◆ **Work to be completed**:
Using the entries below, output exactly the line containing "Q: Pick out each instance of the man's" and all lines that follow it to the end.

----

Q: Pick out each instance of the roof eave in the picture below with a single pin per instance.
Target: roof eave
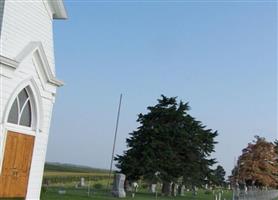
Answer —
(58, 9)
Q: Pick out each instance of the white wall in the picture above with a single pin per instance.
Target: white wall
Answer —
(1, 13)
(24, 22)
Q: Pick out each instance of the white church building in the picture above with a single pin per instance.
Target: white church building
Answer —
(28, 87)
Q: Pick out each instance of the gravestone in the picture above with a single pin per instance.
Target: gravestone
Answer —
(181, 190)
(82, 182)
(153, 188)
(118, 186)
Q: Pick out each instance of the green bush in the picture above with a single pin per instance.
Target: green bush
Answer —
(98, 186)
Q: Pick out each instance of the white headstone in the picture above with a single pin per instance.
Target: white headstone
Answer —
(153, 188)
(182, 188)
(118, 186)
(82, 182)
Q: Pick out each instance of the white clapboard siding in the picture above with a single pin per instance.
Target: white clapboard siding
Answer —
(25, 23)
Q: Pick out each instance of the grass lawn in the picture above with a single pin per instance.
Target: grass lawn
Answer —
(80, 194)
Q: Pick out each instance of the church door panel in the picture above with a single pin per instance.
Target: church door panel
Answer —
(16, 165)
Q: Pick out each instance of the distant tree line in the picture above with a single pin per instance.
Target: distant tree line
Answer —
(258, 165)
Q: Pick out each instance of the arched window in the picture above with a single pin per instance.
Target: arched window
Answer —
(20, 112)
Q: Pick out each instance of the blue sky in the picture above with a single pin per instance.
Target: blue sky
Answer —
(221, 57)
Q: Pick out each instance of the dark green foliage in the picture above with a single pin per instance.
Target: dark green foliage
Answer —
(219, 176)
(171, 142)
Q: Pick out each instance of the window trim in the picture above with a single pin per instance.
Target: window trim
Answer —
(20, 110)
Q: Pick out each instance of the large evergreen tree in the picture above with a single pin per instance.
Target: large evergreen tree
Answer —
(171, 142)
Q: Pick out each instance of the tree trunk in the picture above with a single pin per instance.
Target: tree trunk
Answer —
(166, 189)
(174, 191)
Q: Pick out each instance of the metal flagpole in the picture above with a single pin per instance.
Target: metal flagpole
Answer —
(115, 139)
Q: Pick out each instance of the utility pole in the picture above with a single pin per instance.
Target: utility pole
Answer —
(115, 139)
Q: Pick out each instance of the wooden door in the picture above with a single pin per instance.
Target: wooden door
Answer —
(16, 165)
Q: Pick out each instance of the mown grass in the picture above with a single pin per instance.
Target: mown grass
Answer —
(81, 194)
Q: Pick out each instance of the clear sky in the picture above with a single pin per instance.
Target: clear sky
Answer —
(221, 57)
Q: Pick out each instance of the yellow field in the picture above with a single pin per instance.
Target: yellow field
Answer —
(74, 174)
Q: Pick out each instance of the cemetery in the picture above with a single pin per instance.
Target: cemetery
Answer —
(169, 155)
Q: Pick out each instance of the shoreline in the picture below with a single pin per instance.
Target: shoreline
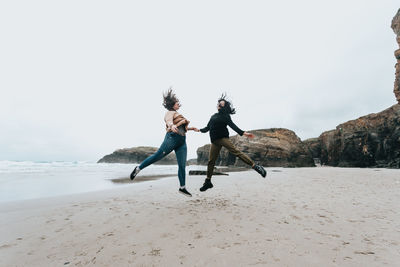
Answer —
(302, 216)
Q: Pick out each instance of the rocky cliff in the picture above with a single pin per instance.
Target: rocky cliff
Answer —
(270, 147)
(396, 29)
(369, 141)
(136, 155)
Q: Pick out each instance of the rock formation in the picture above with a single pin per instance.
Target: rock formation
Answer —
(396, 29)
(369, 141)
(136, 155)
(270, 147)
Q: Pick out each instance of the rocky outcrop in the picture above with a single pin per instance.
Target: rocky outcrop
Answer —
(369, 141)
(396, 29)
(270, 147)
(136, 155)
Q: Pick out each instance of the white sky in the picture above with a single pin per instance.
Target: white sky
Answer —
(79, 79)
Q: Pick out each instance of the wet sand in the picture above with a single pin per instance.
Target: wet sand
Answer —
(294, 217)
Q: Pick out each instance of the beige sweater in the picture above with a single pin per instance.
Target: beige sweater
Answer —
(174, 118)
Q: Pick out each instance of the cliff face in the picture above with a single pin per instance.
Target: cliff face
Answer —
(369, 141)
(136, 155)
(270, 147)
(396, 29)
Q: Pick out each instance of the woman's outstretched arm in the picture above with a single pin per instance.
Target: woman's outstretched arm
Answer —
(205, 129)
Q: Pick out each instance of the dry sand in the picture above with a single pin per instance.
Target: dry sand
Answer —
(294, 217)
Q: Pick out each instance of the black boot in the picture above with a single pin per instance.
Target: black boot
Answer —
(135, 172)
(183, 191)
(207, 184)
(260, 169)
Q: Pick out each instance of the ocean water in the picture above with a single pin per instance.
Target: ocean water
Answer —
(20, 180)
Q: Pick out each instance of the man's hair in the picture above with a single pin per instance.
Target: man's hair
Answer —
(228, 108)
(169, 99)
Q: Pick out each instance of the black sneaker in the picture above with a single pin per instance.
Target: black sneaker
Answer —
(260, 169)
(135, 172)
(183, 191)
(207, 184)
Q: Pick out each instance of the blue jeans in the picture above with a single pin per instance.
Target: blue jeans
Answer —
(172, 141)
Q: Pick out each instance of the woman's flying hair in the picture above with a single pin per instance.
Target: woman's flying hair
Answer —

----

◆ **The response**:
Q: Pick out each instance of the man's hair in the picture above with a single pin per instance.
Target: man's hair
Answer —
(228, 108)
(169, 99)
Q: Pick out each instance of the black sneaker in the picture above with a single pin per instance.
Target: black sneaker
Answer —
(260, 169)
(135, 172)
(183, 191)
(207, 184)
Q: Pick out each instance of the blue jeans in the picture above with a single pin per instance.
Target: blue jeans
Answer —
(172, 141)
Q: Pick out each instance of the woman's flying hair in the picture above with a single pin per instance.
Target: woman's flying hair
Answer —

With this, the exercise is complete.